* **Extracted text**
-----
Nkd1 and Axin2 in development

The fruit fly Drosophila has been instrumental in identifying the genes of the Wnt pathway (called Wingless or Wg in the fly). The Naked Cuticle gene (Naked for short or Nkd1/2 in vertebrates) was discovered as a negative feedback regulator of the Wg pathway.  This means that Wg induces the expression of Naked, which turns around and attenuates the Wg signal.  We have cloned the zebrafish homologues of Naked called Nkd1 and Nkd2.  While both are sufficient to inhibit Wnt signaling in vertebrates (Van Raay et al., 2007), our lab focuses on Nkd1 because only Nkd1 is induced by Wnt signaling, at least in zebrafish.  Combining the results from work done in Drosophila with our efforts in zebrafish (see side bar), we have discovered that Nkd1 needs to be activated by the Wnt ligand in order to be functional. Using the car analogy again, imagine that the Wnt ligand is the driver who controls both the gas pedal and the brakes.  This work was the first demonstration that a Wnt ligand was required to activate a negative feedback regulator (Larraguibel et al., 2015).

            There is another Wnt negative feedback regulator called Axin2.  Axin2 and Nkd1 share many of the same expression domains and together seem to represent universal and obligate targets of the vertebrate Wnt signaling pathway.  Axin2 transcription is often used as readout of active Wnt signaling.  However, unlike Nkd1, Axin2 does not need to be activated by the Wnt ligand. Our lab will continue to use zebrafish to investigate how Nkd1, Axin2 and other regulators work together to fine tune the Wnt signaling pathway that so elegantly patterns the body plan in the animal kingdom.
-----
* **Tasks to complete**
a) Reproduce the portion of the passage on Nkd1 and Axin2 that opens with the words containing "There is another" and closes with "the animal kingdom.".
b) Answer these questions using the passage on Nkd1 and Axin2:
(i) What is the Wnt pathway called in the fruit fly?
(ii) Which zebrafish homologue of Naked is induced by Wnt signaling?
(iii) What is Axin2 transcription often used as?
c) Continue the passage on Nkd1 and Axin2 from where it stops.
The lines after this text are not needed for any task.

* **Dataset entries**
-----
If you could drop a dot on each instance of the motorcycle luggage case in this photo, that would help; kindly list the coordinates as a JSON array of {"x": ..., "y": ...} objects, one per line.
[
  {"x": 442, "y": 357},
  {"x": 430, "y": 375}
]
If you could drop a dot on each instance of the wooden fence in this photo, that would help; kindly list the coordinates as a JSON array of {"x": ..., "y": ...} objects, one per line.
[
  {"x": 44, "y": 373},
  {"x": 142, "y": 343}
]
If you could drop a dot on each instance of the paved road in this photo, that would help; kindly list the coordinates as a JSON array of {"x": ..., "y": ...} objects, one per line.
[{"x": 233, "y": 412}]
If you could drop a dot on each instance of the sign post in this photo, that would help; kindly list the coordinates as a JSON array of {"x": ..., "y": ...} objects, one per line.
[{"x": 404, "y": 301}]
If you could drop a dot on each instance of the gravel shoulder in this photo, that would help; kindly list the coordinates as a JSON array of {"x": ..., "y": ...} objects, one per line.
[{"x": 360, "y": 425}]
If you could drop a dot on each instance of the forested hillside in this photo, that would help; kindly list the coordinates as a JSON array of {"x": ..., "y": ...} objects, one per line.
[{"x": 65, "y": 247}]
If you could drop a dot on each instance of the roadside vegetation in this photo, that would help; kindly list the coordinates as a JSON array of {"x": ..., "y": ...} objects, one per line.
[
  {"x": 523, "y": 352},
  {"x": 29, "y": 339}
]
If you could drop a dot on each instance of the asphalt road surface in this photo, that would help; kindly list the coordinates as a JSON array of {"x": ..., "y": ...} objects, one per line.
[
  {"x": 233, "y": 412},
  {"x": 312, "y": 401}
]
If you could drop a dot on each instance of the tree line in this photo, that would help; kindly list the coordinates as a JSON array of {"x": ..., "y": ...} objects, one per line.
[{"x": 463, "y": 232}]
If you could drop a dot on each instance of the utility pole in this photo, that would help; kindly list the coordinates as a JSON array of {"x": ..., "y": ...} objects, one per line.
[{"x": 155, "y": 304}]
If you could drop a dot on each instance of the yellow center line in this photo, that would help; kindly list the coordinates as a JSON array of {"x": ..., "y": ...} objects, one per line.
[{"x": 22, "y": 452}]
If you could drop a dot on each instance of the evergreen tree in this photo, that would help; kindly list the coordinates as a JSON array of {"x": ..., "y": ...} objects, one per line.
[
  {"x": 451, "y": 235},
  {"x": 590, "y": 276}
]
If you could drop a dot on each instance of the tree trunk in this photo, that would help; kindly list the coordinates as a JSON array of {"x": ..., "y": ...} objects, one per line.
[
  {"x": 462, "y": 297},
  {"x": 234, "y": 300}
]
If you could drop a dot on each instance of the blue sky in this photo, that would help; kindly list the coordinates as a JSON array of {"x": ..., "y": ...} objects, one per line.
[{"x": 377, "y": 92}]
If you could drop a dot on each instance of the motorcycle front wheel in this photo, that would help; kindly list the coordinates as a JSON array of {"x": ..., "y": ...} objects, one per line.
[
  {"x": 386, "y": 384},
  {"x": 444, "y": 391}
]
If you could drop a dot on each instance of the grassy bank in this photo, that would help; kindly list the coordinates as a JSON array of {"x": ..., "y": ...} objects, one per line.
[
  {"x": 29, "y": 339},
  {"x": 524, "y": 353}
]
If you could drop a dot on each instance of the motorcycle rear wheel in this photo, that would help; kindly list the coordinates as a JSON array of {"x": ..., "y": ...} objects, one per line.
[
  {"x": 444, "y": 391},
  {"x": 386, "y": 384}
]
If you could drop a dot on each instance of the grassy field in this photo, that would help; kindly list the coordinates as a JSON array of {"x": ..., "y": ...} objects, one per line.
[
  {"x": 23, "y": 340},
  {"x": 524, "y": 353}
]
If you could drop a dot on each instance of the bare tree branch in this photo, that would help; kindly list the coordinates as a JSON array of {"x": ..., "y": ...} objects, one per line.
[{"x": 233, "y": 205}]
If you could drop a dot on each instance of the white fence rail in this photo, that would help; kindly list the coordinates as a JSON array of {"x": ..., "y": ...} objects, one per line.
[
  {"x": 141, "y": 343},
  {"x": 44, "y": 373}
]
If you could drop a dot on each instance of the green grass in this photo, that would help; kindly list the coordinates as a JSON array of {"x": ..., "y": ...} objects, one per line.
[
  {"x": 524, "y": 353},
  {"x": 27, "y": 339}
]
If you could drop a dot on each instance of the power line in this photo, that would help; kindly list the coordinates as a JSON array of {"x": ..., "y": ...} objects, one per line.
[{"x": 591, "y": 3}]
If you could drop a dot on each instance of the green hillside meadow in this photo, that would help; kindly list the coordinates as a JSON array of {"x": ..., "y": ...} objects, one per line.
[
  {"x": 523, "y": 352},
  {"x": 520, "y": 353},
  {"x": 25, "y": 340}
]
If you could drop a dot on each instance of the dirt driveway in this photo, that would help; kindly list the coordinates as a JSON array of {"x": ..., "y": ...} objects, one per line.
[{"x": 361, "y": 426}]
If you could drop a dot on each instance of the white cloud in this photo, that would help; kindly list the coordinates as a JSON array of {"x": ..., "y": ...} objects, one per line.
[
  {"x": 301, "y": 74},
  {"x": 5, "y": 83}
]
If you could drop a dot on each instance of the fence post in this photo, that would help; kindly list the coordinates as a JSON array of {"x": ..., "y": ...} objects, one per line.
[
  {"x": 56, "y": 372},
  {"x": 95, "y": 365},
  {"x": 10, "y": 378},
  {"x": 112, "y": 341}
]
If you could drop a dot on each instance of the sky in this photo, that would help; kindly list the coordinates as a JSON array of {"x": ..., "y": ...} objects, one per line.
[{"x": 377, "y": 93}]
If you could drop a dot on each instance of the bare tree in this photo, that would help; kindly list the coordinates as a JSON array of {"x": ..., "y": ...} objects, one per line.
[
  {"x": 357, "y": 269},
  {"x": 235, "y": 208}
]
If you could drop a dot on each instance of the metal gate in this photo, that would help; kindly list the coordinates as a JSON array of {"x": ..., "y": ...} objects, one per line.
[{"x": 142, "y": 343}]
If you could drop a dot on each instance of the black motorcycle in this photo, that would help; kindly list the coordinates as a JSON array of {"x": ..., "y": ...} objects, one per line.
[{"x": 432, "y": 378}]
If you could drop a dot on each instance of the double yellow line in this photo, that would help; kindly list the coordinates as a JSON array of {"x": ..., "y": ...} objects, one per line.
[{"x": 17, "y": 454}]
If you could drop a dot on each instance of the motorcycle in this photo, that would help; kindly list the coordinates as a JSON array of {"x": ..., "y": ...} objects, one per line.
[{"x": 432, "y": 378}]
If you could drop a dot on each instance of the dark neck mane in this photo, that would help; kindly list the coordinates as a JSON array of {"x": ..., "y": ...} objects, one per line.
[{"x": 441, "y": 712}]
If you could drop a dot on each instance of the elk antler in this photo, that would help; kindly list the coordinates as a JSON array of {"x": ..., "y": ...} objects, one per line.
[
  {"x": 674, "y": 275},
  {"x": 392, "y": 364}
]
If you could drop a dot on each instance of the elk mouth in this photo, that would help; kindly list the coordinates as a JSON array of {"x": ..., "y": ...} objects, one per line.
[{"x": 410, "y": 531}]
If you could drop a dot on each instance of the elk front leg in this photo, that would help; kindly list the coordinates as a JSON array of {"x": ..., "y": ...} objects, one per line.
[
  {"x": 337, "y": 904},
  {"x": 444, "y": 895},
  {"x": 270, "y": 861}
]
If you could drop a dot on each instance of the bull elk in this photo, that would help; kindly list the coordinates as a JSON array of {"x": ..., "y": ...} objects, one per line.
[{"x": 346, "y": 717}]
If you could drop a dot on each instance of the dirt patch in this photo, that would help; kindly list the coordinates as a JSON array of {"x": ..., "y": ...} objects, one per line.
-----
* **Answers given**
a)
There is another Wnt negative feedback regulator called Axin2.  Axin2 and Nkd1 share many of the same expression domains and together seem to represent universal and obligate targets of the vertebrate Wnt signaling pathway.  Axin2 transcription is often used as readout of active Wnt signaling.  However, unlike Nkd1, Axin2 does not need to be activated by the Wnt ligand. Our lab will continue to use zebrafish to investigate how Nkd1, Axin2 and other regulators work together to fine tune the Wnt signaling pathway that so elegantly patterns the body plan in the animal kingdom.

b)
(i) Wingless, or Wg.
(ii) Nkd1.
(iii) A readout of active Wnt signaling.

c)
Figure 1. Wnt signaling. A) Simplified model of inactive Wnt signaling.  In the absence of a Wnt ligand, or by the presence of a Wnt ligand antagonist  such as Dkk1, the destruction complex phosphorylates β-catenin resulting in its ubiquitin mediated degradation. B) In the presence of a Wnt ligand, the destruction complex becomes inactivated resulting in cytoplasmic and nuclear accumulation of β-catenin and the activation of target genes, two of which are nkd1 and axin2. C) Our research has demonstrated that myristoylated Nkd1 localizes to the membrane and is activated by the Wnt ligand-receptor complex. This, in turn, results in a redistribution of Nkd1 away from the membrane into the cytoplasm where it interacts with β-catenin and prevents its nuclear accumulation. This work has all been performed in vivo using zebrafish blastula cells.